Image point grounding data
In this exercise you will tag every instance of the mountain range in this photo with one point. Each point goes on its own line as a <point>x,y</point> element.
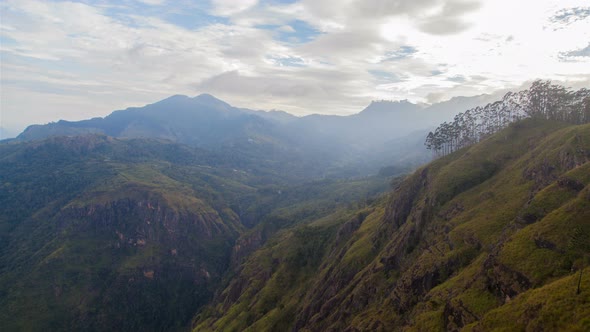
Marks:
<point>191,214</point>
<point>313,146</point>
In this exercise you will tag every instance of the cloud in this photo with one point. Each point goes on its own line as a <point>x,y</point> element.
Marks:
<point>583,52</point>
<point>303,56</point>
<point>231,7</point>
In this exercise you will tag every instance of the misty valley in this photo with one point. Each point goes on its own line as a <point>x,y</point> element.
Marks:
<point>192,214</point>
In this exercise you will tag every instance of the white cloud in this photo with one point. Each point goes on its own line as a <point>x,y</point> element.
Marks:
<point>231,7</point>
<point>55,53</point>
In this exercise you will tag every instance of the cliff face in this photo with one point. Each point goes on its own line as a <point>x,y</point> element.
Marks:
<point>497,228</point>
<point>102,236</point>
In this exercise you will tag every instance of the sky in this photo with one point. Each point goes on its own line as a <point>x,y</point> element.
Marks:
<point>75,60</point>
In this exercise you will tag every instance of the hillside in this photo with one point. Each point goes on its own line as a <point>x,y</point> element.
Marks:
<point>132,234</point>
<point>298,148</point>
<point>492,236</point>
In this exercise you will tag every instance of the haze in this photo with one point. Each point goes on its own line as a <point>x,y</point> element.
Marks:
<point>78,60</point>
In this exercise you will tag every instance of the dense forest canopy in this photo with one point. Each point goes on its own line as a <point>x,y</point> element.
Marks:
<point>542,100</point>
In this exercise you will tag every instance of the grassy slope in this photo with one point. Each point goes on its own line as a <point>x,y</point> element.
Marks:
<point>493,228</point>
<point>107,233</point>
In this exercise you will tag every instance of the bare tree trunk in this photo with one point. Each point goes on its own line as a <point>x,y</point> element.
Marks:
<point>579,282</point>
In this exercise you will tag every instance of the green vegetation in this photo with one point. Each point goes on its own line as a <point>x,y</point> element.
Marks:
<point>136,234</point>
<point>498,229</point>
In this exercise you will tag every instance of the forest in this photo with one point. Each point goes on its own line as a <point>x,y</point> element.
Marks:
<point>542,100</point>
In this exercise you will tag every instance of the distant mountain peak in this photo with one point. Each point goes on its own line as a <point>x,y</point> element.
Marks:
<point>389,106</point>
<point>206,98</point>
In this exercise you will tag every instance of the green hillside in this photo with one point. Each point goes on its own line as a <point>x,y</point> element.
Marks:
<point>492,236</point>
<point>100,233</point>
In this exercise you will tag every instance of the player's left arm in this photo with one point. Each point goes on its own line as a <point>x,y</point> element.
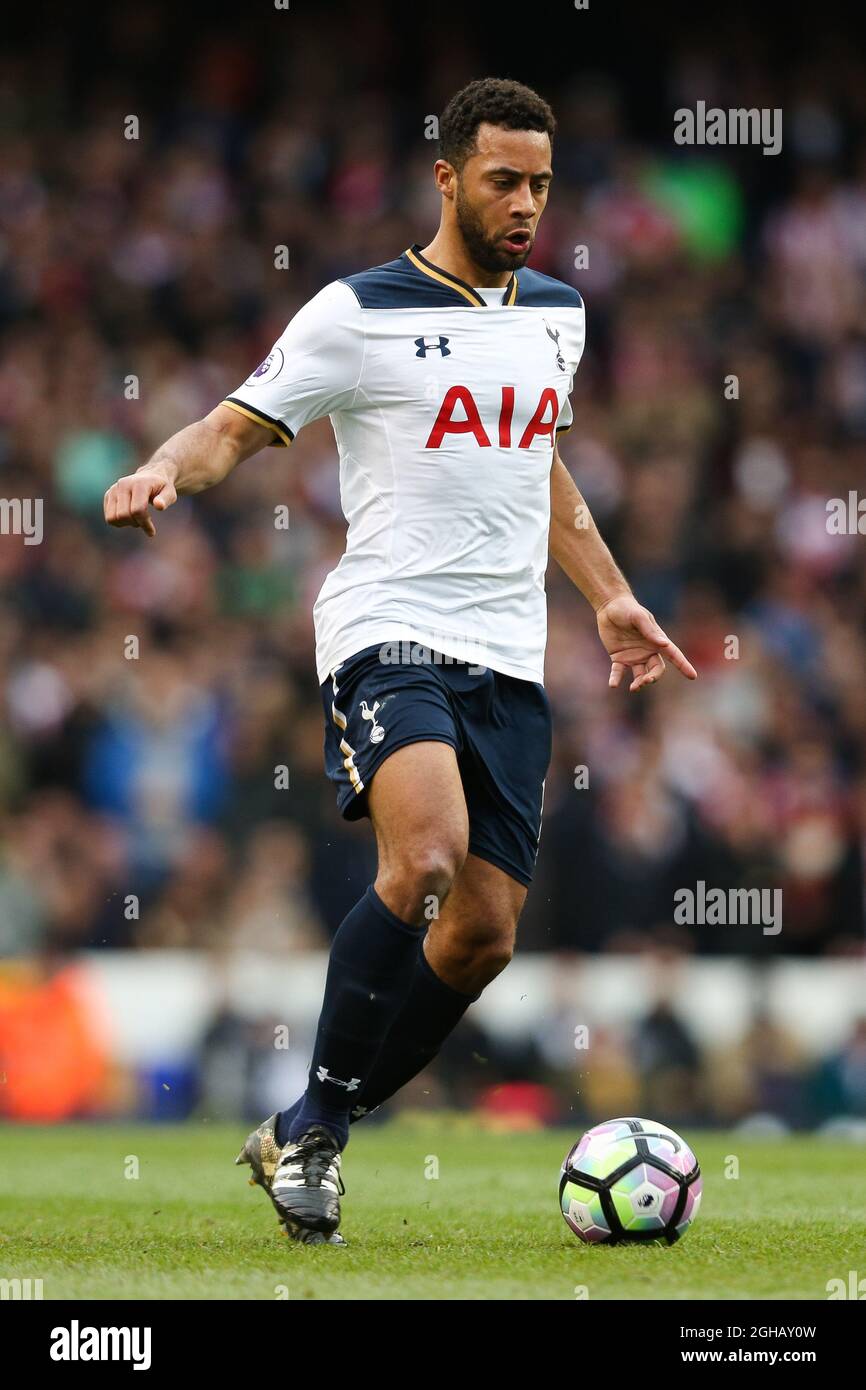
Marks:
<point>628,631</point>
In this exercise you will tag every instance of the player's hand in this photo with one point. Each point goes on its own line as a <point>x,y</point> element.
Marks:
<point>634,640</point>
<point>127,501</point>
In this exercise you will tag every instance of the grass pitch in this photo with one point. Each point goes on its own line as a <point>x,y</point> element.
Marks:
<point>488,1226</point>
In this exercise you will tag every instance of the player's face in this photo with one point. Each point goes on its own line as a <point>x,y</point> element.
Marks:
<point>501,193</point>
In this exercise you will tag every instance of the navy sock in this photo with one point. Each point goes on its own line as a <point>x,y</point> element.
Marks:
<point>430,1012</point>
<point>373,961</point>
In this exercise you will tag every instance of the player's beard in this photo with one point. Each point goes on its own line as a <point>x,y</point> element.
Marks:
<point>480,246</point>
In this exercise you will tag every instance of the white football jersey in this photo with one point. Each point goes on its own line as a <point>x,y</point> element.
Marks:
<point>445,406</point>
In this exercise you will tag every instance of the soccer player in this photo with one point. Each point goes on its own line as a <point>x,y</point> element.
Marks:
<point>446,377</point>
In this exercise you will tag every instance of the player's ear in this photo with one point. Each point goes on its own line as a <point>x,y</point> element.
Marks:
<point>445,175</point>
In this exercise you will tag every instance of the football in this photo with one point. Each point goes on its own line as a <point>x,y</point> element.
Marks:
<point>630,1180</point>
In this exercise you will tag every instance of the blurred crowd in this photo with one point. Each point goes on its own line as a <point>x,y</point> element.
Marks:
<point>160,737</point>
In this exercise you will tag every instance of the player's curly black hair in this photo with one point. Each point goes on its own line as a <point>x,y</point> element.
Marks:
<point>496,100</point>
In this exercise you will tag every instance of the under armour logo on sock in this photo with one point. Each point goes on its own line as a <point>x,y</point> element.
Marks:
<point>324,1076</point>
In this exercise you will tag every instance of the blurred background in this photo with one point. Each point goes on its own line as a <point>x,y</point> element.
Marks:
<point>166,898</point>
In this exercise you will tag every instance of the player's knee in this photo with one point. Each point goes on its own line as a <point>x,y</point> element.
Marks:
<point>420,880</point>
<point>476,958</point>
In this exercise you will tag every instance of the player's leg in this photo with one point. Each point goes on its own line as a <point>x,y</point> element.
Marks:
<point>420,819</point>
<point>467,945</point>
<point>505,727</point>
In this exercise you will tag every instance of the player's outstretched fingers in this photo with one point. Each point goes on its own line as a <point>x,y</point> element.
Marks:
<point>680,660</point>
<point>638,670</point>
<point>654,670</point>
<point>139,502</point>
<point>649,628</point>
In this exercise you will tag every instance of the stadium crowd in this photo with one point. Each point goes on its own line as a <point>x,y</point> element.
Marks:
<point>160,745</point>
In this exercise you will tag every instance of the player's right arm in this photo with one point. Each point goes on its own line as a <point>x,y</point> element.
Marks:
<point>193,459</point>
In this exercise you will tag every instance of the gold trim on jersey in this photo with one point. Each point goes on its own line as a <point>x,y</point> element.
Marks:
<point>284,437</point>
<point>339,719</point>
<point>455,282</point>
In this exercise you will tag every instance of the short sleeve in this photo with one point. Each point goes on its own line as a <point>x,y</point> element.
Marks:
<point>312,370</point>
<point>566,416</point>
<point>576,324</point>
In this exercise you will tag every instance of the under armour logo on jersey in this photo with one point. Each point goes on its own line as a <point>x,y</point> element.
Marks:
<point>426,345</point>
<point>377,733</point>
<point>553,334</point>
<point>324,1076</point>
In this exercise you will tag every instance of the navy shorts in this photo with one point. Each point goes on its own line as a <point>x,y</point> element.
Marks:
<point>498,726</point>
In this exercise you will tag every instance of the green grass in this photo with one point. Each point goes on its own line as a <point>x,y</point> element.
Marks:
<point>487,1228</point>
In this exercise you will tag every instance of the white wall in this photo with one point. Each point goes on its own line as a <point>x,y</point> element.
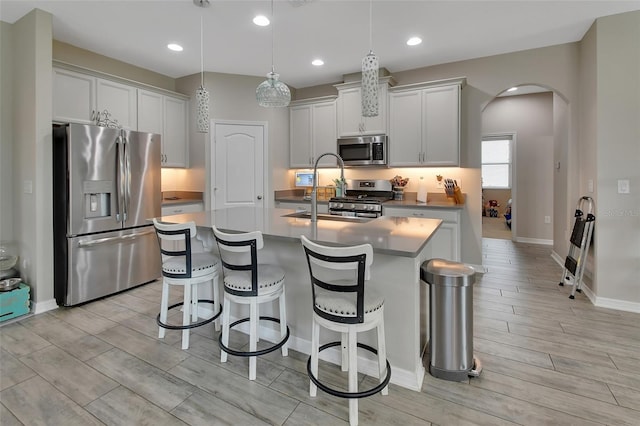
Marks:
<point>232,97</point>
<point>530,117</point>
<point>31,141</point>
<point>6,132</point>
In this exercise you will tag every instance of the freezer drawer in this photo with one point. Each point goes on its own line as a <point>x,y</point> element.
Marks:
<point>103,264</point>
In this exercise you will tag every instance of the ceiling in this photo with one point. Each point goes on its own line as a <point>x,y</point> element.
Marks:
<point>337,31</point>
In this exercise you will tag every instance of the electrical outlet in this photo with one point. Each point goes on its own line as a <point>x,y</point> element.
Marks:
<point>623,186</point>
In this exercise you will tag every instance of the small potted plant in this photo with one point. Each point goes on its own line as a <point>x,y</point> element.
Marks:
<point>340,187</point>
<point>398,183</point>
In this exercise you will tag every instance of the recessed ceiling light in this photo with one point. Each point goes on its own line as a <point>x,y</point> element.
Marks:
<point>261,21</point>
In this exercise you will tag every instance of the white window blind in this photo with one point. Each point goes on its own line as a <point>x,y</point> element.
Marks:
<point>496,163</point>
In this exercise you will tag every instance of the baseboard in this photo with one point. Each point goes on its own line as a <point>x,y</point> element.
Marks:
<point>559,259</point>
<point>601,302</point>
<point>534,241</point>
<point>407,379</point>
<point>47,305</point>
<point>480,269</point>
<point>617,304</point>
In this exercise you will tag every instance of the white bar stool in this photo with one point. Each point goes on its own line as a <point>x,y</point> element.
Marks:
<point>338,276</point>
<point>250,283</point>
<point>181,267</point>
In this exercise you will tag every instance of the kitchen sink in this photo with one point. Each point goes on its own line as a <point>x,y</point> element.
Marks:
<point>325,216</point>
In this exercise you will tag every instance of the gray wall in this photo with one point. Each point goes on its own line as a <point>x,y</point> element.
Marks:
<point>617,156</point>
<point>530,117</point>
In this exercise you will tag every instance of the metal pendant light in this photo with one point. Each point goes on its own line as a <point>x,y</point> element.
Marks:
<point>369,87</point>
<point>202,95</point>
<point>272,92</point>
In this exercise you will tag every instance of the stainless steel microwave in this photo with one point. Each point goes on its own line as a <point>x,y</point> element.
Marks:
<point>364,150</point>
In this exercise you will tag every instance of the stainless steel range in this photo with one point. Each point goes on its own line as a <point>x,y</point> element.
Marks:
<point>363,198</point>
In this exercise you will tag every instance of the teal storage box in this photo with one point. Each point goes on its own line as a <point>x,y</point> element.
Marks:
<point>15,302</point>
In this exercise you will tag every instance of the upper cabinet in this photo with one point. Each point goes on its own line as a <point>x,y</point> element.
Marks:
<point>424,124</point>
<point>78,96</point>
<point>349,109</point>
<point>312,132</point>
<point>166,116</point>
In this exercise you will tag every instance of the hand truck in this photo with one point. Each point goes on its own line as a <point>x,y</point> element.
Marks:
<point>579,245</point>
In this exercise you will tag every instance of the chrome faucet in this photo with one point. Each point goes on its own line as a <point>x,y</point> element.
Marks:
<point>314,194</point>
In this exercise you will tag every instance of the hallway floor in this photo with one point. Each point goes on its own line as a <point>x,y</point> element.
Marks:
<point>547,360</point>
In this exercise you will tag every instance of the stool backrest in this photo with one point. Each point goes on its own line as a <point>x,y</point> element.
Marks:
<point>175,242</point>
<point>341,270</point>
<point>239,252</point>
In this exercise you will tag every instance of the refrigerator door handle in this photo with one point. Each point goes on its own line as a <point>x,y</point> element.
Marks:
<point>127,174</point>
<point>120,179</point>
<point>119,239</point>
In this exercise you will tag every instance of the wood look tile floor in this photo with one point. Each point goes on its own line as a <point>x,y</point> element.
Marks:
<point>547,360</point>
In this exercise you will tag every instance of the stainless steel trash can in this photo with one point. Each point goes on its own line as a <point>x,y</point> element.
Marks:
<point>450,319</point>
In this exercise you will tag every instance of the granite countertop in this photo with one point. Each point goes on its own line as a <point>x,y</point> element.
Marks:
<point>171,198</point>
<point>434,200</point>
<point>398,236</point>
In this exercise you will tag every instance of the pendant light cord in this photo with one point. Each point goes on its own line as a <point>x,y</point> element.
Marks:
<point>272,24</point>
<point>370,26</point>
<point>201,53</point>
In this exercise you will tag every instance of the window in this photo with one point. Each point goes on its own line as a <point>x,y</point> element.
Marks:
<point>496,162</point>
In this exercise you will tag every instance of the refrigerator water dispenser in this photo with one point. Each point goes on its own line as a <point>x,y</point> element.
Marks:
<point>97,199</point>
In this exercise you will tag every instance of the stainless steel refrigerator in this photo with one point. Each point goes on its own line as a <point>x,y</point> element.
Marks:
<point>106,185</point>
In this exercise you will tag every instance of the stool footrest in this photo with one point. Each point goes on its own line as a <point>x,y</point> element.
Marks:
<point>189,326</point>
<point>254,353</point>
<point>342,394</point>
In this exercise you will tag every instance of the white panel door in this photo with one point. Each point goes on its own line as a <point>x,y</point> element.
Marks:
<point>238,165</point>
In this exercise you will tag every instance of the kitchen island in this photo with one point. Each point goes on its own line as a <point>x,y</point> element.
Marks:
<point>400,245</point>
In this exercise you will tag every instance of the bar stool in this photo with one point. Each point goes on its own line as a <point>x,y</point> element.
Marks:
<point>250,283</point>
<point>338,276</point>
<point>181,267</point>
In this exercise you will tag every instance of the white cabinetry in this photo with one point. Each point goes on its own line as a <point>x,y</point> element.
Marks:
<point>312,132</point>
<point>77,97</point>
<point>175,137</point>
<point>424,126</point>
<point>119,100</point>
<point>349,110</point>
<point>446,242</point>
<point>168,210</point>
<point>166,116</point>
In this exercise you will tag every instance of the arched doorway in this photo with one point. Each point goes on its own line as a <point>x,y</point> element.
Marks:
<point>538,118</point>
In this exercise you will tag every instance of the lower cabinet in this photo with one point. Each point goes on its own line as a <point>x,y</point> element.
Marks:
<point>446,242</point>
<point>168,210</point>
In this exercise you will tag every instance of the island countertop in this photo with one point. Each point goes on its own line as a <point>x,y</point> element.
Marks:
<point>398,236</point>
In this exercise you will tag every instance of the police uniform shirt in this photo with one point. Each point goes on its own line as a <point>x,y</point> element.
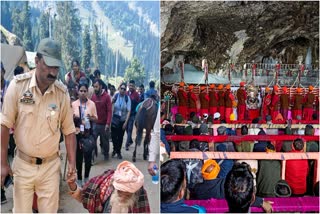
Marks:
<point>37,118</point>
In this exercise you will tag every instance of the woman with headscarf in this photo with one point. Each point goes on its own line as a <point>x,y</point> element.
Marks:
<point>85,112</point>
<point>115,191</point>
<point>121,114</point>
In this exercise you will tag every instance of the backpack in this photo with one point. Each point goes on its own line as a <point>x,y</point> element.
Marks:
<point>117,95</point>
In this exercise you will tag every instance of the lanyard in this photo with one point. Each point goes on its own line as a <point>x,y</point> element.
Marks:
<point>83,109</point>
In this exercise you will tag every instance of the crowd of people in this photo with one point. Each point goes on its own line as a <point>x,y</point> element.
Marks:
<point>229,179</point>
<point>40,111</point>
<point>246,104</point>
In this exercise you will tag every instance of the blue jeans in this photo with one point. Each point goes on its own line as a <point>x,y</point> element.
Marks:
<point>129,130</point>
<point>164,140</point>
<point>99,130</point>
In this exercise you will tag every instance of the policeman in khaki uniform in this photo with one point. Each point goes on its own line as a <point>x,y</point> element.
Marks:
<point>38,106</point>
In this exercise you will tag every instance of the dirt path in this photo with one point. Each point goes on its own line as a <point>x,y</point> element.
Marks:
<point>69,205</point>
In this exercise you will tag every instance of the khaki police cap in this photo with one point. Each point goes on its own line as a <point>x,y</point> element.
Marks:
<point>51,52</point>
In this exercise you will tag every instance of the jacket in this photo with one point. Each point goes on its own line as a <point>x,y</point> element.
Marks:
<point>180,207</point>
<point>296,175</point>
<point>214,189</point>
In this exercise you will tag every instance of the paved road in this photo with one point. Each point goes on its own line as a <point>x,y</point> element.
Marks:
<point>69,205</point>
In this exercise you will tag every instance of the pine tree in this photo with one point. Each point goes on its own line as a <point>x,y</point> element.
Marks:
<point>135,71</point>
<point>86,48</point>
<point>17,24</point>
<point>25,19</point>
<point>68,32</point>
<point>98,55</point>
<point>44,26</point>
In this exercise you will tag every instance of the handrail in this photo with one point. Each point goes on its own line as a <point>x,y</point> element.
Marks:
<point>246,155</point>
<point>238,139</point>
<point>238,124</point>
<point>291,204</point>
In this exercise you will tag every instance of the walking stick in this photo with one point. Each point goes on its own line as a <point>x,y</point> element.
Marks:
<point>65,169</point>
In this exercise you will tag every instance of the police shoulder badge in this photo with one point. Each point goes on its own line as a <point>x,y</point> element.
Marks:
<point>27,98</point>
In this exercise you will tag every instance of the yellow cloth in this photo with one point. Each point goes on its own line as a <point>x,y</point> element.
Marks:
<point>42,179</point>
<point>215,171</point>
<point>127,177</point>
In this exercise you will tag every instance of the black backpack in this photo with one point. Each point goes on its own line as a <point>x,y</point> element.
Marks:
<point>117,95</point>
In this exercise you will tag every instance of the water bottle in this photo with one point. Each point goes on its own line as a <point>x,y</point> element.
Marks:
<point>87,123</point>
<point>155,178</point>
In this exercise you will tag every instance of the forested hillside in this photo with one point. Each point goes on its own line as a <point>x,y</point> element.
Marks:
<point>91,32</point>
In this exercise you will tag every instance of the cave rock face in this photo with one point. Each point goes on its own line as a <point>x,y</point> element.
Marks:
<point>240,32</point>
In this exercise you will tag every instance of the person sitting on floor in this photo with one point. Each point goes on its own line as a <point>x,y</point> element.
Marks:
<point>213,187</point>
<point>269,173</point>
<point>119,191</point>
<point>173,188</point>
<point>297,170</point>
<point>239,189</point>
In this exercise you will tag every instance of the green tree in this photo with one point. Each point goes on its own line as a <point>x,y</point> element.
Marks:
<point>17,24</point>
<point>67,30</point>
<point>44,26</point>
<point>135,71</point>
<point>98,55</point>
<point>86,48</point>
<point>25,19</point>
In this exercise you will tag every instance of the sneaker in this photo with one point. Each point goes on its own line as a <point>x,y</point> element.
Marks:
<point>85,180</point>
<point>3,199</point>
<point>119,156</point>
<point>113,154</point>
<point>79,183</point>
<point>93,161</point>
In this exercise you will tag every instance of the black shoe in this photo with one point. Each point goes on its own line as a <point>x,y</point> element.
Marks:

What to do: What lines above hold the word "refrigerator"? Pull each one out.

Result of the task:
In this exercise you will tag every instance of the refrigerator door handle in this photo with one point. Each point goes on its own line as a <point>x,y</point> element.
In this exercise you will tag every instance of the refrigerator water dispenser in this photo with one point. Each point goes on its own line as a <point>x,y</point> element.
In this exercise you will tag every instance of the stainless steel refrigerator in this photo with one point. Each point goes on its own line as a <point>x,y</point> element.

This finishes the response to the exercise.